== Task item ==
Return every line from the one with "Reviewer note: every instance of the black plumage" through the one with "[[17, 194], [853, 60], [381, 20]]", inclusive, exactly as it appears below.
—————
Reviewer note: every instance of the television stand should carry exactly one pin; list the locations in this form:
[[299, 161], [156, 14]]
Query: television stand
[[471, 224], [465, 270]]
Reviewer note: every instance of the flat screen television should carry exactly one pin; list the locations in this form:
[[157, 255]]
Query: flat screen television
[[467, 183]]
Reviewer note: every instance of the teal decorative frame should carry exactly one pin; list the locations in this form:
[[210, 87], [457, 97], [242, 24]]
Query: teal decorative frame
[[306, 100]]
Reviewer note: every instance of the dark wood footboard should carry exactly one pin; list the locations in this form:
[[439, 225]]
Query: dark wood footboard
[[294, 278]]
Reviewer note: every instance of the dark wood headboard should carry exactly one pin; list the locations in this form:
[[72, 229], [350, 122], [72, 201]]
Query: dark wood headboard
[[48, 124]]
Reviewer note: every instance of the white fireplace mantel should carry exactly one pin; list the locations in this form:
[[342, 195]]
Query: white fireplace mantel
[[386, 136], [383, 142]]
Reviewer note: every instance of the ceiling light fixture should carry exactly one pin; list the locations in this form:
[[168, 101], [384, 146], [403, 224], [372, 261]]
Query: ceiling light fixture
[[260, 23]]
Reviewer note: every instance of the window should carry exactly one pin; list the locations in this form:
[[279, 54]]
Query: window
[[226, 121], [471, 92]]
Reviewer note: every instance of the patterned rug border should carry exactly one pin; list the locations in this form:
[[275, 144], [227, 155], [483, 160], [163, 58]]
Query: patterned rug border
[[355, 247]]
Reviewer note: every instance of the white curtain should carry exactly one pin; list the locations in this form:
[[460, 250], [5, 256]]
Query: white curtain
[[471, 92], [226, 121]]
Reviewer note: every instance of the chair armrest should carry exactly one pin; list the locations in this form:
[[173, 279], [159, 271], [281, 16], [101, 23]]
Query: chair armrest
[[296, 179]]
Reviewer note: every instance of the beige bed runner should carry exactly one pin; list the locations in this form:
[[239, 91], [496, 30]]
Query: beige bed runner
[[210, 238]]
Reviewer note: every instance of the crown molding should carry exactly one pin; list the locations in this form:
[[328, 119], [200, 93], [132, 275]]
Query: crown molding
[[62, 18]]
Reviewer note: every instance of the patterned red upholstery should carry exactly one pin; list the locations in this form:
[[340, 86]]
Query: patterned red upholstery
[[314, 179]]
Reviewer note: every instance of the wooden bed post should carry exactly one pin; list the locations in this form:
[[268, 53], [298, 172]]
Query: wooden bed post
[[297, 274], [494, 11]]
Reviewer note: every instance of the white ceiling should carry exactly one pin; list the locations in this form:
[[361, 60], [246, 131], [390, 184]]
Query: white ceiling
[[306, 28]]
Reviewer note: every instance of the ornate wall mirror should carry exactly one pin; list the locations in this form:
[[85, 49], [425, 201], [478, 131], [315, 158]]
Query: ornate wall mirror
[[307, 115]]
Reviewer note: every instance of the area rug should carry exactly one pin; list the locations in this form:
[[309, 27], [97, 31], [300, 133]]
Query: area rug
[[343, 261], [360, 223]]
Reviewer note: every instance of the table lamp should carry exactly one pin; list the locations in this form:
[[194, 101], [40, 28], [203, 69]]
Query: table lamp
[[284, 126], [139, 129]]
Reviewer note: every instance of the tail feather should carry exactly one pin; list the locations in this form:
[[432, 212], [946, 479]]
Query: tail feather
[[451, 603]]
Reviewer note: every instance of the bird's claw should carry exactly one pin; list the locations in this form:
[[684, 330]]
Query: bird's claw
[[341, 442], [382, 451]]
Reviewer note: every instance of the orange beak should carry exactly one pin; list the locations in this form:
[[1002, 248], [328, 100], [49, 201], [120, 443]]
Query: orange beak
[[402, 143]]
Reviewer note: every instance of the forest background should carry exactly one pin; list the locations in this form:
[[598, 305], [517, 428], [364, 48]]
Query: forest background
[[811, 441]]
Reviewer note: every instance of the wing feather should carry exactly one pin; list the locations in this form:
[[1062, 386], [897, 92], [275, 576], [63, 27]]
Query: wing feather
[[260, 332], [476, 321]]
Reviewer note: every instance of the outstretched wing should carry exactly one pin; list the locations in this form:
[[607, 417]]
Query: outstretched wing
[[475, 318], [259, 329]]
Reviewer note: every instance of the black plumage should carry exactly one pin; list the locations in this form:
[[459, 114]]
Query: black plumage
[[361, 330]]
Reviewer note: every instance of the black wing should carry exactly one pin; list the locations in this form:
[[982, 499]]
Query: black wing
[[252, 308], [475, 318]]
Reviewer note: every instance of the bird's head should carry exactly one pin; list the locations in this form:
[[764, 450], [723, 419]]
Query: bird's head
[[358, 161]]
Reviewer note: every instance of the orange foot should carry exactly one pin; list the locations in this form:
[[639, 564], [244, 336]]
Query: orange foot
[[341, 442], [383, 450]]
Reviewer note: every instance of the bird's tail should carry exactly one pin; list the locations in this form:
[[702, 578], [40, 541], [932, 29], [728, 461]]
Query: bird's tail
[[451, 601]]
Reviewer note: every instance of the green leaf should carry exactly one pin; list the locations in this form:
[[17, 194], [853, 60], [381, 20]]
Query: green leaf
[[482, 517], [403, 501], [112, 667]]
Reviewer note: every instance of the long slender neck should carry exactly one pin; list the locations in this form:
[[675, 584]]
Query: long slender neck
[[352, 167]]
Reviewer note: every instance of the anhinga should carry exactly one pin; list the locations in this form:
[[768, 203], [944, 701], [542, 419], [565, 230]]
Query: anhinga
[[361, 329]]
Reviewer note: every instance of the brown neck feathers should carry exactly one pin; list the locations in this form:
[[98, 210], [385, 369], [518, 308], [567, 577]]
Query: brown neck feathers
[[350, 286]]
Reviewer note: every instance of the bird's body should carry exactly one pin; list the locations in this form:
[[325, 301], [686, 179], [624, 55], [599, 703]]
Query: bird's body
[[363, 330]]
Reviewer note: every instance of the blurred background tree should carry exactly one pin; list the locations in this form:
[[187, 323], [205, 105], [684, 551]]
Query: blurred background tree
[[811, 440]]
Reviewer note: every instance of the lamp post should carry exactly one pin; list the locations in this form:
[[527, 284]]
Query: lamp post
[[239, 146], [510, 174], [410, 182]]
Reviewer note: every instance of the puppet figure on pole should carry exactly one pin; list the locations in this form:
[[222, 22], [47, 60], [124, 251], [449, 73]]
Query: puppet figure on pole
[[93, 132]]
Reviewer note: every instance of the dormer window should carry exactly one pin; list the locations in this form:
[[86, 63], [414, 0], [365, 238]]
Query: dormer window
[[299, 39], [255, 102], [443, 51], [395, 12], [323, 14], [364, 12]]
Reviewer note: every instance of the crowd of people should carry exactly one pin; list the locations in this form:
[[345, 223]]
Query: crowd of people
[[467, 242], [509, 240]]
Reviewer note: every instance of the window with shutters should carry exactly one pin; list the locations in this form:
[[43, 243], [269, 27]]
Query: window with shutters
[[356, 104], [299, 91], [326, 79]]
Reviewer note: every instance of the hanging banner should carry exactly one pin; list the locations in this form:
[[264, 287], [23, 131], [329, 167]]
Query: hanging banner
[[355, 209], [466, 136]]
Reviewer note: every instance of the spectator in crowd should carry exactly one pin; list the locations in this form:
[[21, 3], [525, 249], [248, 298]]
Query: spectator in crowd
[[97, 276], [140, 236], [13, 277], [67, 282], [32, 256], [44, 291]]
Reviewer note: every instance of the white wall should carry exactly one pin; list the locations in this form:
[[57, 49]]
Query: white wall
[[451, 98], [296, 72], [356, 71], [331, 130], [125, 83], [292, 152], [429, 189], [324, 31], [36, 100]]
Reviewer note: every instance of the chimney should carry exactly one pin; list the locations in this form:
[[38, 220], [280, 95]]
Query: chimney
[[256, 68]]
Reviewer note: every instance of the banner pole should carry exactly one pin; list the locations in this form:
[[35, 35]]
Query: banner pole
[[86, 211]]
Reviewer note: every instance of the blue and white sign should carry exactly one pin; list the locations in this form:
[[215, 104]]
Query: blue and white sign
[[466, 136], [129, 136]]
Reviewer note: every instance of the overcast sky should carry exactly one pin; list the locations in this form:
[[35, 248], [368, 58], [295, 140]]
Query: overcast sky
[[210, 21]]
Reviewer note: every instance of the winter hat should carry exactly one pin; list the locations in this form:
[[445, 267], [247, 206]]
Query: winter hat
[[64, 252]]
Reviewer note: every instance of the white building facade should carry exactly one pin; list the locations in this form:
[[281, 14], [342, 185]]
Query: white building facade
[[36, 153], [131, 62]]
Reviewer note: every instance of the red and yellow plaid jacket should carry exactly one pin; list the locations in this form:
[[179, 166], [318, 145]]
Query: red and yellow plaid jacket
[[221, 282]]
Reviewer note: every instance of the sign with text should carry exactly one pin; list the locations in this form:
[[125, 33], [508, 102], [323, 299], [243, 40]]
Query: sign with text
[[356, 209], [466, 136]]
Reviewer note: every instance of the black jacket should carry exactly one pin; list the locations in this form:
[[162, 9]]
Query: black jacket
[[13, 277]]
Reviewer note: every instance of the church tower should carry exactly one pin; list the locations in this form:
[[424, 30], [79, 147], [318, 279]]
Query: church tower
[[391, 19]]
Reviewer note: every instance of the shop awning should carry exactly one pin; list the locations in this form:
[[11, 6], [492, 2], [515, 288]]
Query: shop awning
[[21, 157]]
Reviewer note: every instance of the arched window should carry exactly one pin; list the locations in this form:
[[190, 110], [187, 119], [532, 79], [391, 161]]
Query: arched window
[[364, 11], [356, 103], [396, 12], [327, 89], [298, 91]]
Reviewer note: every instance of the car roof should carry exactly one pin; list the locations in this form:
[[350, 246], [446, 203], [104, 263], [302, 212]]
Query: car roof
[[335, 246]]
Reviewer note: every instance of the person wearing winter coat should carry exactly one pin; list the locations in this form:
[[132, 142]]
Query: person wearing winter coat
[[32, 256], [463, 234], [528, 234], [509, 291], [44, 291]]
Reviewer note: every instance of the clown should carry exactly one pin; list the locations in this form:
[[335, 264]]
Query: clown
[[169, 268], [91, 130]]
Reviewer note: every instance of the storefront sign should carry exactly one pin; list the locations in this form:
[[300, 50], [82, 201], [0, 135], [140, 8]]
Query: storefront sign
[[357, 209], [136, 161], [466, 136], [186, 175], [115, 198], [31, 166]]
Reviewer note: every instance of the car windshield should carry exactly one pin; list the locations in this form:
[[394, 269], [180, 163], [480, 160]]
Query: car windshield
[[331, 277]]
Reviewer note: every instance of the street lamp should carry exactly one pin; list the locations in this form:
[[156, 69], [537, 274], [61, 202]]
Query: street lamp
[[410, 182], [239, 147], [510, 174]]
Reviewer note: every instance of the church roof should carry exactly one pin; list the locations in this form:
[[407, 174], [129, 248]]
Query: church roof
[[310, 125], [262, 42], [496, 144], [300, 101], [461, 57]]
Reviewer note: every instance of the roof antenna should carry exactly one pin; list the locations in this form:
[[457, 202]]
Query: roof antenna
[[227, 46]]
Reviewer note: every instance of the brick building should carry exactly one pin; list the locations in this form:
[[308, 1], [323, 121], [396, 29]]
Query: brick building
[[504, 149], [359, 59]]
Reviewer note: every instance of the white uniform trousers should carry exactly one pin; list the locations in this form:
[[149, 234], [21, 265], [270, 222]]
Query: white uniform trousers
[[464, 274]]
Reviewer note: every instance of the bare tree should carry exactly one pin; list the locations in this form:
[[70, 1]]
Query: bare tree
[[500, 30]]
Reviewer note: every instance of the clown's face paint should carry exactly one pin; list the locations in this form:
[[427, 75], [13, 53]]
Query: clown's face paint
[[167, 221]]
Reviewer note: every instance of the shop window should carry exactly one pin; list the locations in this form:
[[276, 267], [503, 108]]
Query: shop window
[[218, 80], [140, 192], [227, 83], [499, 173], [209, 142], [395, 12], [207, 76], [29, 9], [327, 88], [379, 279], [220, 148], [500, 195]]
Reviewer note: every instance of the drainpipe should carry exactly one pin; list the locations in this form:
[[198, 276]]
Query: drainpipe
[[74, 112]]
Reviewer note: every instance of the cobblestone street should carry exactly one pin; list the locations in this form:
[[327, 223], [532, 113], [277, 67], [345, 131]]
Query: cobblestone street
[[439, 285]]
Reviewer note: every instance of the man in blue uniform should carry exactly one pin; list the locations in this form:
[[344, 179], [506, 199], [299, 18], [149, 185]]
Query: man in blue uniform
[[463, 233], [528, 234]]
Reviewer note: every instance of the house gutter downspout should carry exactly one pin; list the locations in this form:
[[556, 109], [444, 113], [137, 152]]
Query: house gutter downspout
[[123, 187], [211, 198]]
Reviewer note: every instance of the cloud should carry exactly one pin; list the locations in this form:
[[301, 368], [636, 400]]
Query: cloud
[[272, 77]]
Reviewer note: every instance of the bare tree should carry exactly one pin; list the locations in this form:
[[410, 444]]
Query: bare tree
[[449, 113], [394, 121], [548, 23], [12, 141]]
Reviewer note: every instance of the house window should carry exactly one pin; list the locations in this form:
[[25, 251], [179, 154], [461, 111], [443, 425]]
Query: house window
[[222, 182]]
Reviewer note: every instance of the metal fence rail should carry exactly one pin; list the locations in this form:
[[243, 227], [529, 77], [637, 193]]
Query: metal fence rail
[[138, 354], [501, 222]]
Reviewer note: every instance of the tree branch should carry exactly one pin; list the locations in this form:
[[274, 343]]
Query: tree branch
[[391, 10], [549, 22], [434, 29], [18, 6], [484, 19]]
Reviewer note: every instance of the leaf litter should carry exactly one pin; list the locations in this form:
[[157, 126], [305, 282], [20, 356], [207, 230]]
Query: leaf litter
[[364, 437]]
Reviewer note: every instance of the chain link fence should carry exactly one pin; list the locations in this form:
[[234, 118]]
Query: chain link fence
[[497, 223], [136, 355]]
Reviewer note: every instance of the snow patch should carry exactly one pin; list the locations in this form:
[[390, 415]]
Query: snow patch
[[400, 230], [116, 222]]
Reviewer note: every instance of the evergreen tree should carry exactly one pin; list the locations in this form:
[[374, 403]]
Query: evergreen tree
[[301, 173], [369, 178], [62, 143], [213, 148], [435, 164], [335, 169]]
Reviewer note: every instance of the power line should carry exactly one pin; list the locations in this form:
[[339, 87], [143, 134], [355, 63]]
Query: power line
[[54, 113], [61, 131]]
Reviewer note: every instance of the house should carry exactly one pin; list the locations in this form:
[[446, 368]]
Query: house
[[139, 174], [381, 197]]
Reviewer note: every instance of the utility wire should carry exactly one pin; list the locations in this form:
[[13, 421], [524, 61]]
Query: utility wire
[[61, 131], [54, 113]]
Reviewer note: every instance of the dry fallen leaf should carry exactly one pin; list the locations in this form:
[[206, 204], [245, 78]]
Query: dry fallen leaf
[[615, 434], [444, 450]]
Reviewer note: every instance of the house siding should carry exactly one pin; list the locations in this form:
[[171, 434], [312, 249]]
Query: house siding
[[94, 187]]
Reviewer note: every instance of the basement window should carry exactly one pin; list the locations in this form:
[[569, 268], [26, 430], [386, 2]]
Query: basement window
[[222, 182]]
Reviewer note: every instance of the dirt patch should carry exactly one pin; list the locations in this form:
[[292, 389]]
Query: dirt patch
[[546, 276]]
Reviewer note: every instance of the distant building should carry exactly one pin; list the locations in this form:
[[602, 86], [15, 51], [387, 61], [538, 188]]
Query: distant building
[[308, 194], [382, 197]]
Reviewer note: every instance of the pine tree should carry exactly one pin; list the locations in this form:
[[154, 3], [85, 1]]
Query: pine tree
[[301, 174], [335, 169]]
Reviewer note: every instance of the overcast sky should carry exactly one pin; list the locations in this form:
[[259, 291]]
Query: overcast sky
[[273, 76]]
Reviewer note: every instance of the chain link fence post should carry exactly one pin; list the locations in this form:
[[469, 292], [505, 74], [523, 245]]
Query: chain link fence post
—————
== Solved exercise ==
Reviewer note: every instance of the black plumage should carry exactly one pin; list the locations in this form:
[[459, 114]]
Query: black plumage
[[361, 330]]
Reviewer note: every instance of the black wing should carry exactly one pin; list the locations in this form:
[[982, 499]]
Query: black wing
[[252, 308], [475, 318]]
Reviewer note: every instance of the bird's head should carry exactly one pin; list the locations in this form:
[[764, 450], [723, 419]]
Query: bird's head
[[358, 161]]
Reviewer note: every instance of the orange foot should carry exactly one pin; list the locations in this form:
[[639, 564], [244, 336]]
Query: orange foot
[[341, 442], [383, 450]]
Reviewer note: every instance of the bird's tail should carry exactly one pin; list the locations in this form:
[[702, 578], [40, 541], [932, 29], [728, 461]]
Query: bird's tail
[[451, 601]]
Reviewer note: every instance of the green leaf should carry exactly one pin; list the locations in this form:
[[17, 194], [853, 60], [381, 20]]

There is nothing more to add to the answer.